> _Work request_
Line by line, return everything in the listing exactly.

> _Data for analysis_
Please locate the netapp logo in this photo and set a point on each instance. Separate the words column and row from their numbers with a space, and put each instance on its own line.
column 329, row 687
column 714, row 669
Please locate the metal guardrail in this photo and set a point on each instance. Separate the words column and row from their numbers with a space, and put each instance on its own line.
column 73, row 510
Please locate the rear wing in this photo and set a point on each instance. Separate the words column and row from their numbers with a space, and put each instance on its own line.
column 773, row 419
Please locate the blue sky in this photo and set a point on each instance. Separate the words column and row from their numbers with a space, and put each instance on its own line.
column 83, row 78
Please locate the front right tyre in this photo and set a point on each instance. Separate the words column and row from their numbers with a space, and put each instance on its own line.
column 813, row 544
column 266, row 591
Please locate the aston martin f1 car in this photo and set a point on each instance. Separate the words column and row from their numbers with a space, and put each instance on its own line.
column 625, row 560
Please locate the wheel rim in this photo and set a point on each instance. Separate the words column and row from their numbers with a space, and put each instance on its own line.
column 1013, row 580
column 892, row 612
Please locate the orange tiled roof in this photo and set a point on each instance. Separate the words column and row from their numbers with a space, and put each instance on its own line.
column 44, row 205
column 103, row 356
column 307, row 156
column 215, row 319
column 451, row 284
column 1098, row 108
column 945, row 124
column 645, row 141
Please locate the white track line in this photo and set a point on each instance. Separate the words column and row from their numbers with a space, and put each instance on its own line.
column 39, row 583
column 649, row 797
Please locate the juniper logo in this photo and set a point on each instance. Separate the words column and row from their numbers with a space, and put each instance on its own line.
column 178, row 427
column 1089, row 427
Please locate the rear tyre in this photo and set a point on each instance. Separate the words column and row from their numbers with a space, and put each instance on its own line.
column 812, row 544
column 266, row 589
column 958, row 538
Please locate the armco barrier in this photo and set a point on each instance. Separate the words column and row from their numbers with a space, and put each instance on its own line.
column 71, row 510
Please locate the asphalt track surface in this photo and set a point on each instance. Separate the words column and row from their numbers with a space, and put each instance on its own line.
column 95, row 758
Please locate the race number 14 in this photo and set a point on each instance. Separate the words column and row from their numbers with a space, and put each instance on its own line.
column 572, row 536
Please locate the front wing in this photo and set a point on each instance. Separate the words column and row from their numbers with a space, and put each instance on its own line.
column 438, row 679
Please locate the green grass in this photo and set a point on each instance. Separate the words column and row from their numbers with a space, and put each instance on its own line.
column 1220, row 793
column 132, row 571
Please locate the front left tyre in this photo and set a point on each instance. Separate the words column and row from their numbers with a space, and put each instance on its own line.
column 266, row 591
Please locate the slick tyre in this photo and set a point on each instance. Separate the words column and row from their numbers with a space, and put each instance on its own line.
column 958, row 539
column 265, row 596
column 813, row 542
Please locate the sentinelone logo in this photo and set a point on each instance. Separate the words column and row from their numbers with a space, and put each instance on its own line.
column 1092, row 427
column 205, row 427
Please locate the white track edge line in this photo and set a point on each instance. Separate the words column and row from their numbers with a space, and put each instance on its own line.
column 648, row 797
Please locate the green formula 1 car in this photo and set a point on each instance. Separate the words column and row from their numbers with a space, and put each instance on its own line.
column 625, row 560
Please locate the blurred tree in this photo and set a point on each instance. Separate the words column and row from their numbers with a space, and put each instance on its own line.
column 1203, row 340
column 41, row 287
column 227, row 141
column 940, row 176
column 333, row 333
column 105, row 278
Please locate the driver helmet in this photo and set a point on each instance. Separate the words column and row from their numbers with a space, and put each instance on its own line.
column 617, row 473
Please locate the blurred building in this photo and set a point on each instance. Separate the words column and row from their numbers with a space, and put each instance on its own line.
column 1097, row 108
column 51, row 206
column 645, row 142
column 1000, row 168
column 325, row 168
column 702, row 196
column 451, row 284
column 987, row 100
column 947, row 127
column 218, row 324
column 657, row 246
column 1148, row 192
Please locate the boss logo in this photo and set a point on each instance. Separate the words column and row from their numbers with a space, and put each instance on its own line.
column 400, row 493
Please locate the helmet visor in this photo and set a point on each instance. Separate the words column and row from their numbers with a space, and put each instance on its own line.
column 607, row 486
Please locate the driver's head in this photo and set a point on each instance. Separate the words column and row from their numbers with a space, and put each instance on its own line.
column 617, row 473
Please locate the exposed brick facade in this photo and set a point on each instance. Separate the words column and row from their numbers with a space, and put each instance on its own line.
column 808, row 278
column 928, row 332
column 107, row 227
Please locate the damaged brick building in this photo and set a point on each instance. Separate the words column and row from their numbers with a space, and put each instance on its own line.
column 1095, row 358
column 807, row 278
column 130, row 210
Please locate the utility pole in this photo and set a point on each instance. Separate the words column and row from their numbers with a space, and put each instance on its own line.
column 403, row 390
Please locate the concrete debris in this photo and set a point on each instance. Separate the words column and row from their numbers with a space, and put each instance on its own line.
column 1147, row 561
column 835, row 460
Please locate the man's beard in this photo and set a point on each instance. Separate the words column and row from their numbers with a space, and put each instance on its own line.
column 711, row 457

> _Output of the exercise_
Please locate the netapp logo in this photo and set a point on each instance. Separate the words column and row from their numbers with a space, and put each instance on its own line.
column 329, row 687
column 714, row 669
Please locate the metal guardrail in this photo and set a point on each instance. Separate the words column and row from their numbers with a space, and put each instance on its own line.
column 73, row 510
Please locate the rear wing in this photo and set a point on each instance. Separate the words column and row from their numbers with a space, and put each instance on its own line.
column 773, row 419
Please locate the blue sky in this photo and set a point on each instance. Separate the words column and row from their numbers with a space, and put each instance on its own line.
column 83, row 78
Please locate the front right tyre in this photo and set a point on each instance. Separate the words column and row from their numbers with a space, and put each instance on its own line.
column 813, row 544
column 266, row 591
Please locate the aston martin f1 car in this photo and set a point on each instance. Separate the words column and row from their numbers with a space, and put each instance on its own line.
column 625, row 560
Please locate the wheel rim in this photo and set a point on each instance. Separate the words column and row from their numbers with a space, and put each instance on its own line.
column 1013, row 580
column 892, row 612
Please locate the orange tiled roof in this photo and set a point on each instance. Separate the words column and row from their numbers with a space, and put each instance on its own line.
column 44, row 205
column 103, row 356
column 307, row 156
column 215, row 319
column 451, row 284
column 1098, row 108
column 945, row 124
column 645, row 141
Please locate the white track line in this photo and set a point on each instance. Separate the words column and row from their numbers with a space, and put each instance on its own line.
column 39, row 583
column 649, row 797
Please locate the juniper logo in this photo and set a point on each instance. Separate the words column and row from their numbers with a space, and put each instance on its own line.
column 178, row 427
column 1089, row 427
Please locate the rear tyre in this photo and set a point on each instance. Separate the words column and row from their numbers with a space, and put each instance on its own line.
column 812, row 544
column 266, row 589
column 958, row 538
Please locate the armco barrier in this photo and set a point on each instance. Separate the words column and row from their numbers with a space, and put each instance on its own line.
column 71, row 510
Please locate the asphalt track surface in this photo and set a point on each instance. Separate the words column and row from their numbers with a space, and put each instance on its own line.
column 95, row 758
Please locate the race number 14 in this photo and set a point on each instance. Separate the words column and row from their numbers with a space, and put each instance on its own line.
column 572, row 536
Please locate the front wing in this photo and set a point on each instance. Separate the words column and row from their numbers with a space, and put each instance on its own line.
column 438, row 679
Please locate the green grass in this photo and set a point on each instance. Separate the words column and row from their numbers with a space, and put each instance on its own line.
column 1220, row 793
column 132, row 571
Please locate the front left tyre in this photo and set a point on each instance. Separate the words column and row from their numbers with a space, and put each instance on its own line.
column 266, row 591
Please locate the slick tyre in this photo and set a point on each instance. Separate the words column and row from their numbers with a space, and put each instance on its own line.
column 958, row 539
column 265, row 596
column 813, row 542
Please locate the sentinelone logo in this photo and set a point on each instance. Separate the words column and row from their numbers with a space, and put each instance on its own line.
column 1092, row 427
column 205, row 427
Please locate the white track edge line in this photo and set a point on each instance. Separate the words column and row from their numbers with a space, and put each instance on its own line.
column 648, row 797
Please locate the green formula 1 car in this photo and set a point on each instance. Separate the words column and row from their numbers with a space, and put each instance on its own line.
column 625, row 560
Please locate the blurred tree in this photo and set a point on each instance. Separate the words column and row from their numbers with a space, and put each instance on its own line.
column 1203, row 340
column 41, row 287
column 227, row 141
column 940, row 176
column 333, row 333
column 105, row 278
Please locate the driver helmet in this photo and set a point on each instance. Separate the words column and row from their numbers with a space, and put each instance on its own line.
column 617, row 473
Please locate the blurred building in this photo and set a point on each instance. Separate the words column and row from their numbers with a space, and put each instance on its own line.
column 1097, row 108
column 51, row 206
column 645, row 142
column 1000, row 168
column 325, row 168
column 702, row 196
column 451, row 284
column 987, row 100
column 947, row 127
column 218, row 324
column 657, row 246
column 1148, row 192
Please locate the boss logo in this photo and set a point on each instance. Separate the words column and row from their numbers with a space, and put each instance on its own line.
column 400, row 493
Please locate the helmet visor in this photo and set a point on each instance. Separate the words column and row from their numbers with a space, and put each instance on its own line.
column 607, row 486
Please locate the driver's head in this photo and set a point on each instance. Separate the words column and row from their numbers with a space, and put each instance on its own line.
column 617, row 473
Please locate the exposed brick facade in this photo and set a point on each instance. Separate the words column and row from their numbers with a space, and put each instance on its own line.
column 808, row 278
column 928, row 332
column 107, row 227
Please locate the damaged brick building in this photo and set a point on each instance. Separate the words column and row from their numbers with a space, and put each instance on its own line.
column 1095, row 358
column 807, row 278
column 130, row 210
Please locate the utility pole in this photo and set a point on each instance. Separate the words column and row from their numbers with a space, and put each instance on its own line.
column 403, row 390
Please locate the concrete debris in this photo and set a point on each instance. Separate the words column and row from their numbers with a space, and put each instance on its own line.
column 1147, row 561
column 835, row 460
Please locate the man's beard in this photo and set a point on each instance. Separate the words column and row from their numbers with a space, and put each instance on its own line.
column 711, row 457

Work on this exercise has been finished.